▸ **Try it**
Filter the listing below, keeping only the lines with the word "grass".

▸ **Input material**
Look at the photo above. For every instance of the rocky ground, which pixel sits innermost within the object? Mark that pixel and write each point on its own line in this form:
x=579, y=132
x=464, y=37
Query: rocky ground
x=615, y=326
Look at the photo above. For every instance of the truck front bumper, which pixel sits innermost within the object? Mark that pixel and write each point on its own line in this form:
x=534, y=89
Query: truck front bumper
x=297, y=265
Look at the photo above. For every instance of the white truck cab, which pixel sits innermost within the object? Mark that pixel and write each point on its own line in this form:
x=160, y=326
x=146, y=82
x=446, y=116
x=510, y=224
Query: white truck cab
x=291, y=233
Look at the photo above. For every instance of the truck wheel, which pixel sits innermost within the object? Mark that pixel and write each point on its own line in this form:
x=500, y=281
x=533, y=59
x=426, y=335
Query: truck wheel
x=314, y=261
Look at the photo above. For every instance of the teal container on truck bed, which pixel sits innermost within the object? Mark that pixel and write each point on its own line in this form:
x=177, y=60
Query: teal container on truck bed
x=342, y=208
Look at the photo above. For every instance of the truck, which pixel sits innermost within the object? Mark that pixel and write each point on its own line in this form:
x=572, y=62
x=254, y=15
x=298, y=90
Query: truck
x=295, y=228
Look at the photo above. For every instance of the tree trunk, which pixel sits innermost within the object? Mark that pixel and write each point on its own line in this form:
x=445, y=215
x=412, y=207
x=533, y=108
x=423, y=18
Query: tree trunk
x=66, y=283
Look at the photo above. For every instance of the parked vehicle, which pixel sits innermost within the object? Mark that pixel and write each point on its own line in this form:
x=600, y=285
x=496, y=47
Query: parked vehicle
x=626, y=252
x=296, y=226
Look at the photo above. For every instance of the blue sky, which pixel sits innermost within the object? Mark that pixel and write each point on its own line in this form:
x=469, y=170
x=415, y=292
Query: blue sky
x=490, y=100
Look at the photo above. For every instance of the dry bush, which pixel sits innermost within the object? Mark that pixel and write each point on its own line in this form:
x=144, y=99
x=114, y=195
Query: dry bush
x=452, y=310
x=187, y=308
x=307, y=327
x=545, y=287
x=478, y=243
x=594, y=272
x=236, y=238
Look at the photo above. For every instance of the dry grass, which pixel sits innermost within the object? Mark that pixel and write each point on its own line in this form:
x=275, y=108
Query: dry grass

▸ **Task output**
Look at the photo above. For every instance of the dry grass, which pixel sits innermost within the object? Mark that pixel and write each point on its own line in this form:
Query: dry grass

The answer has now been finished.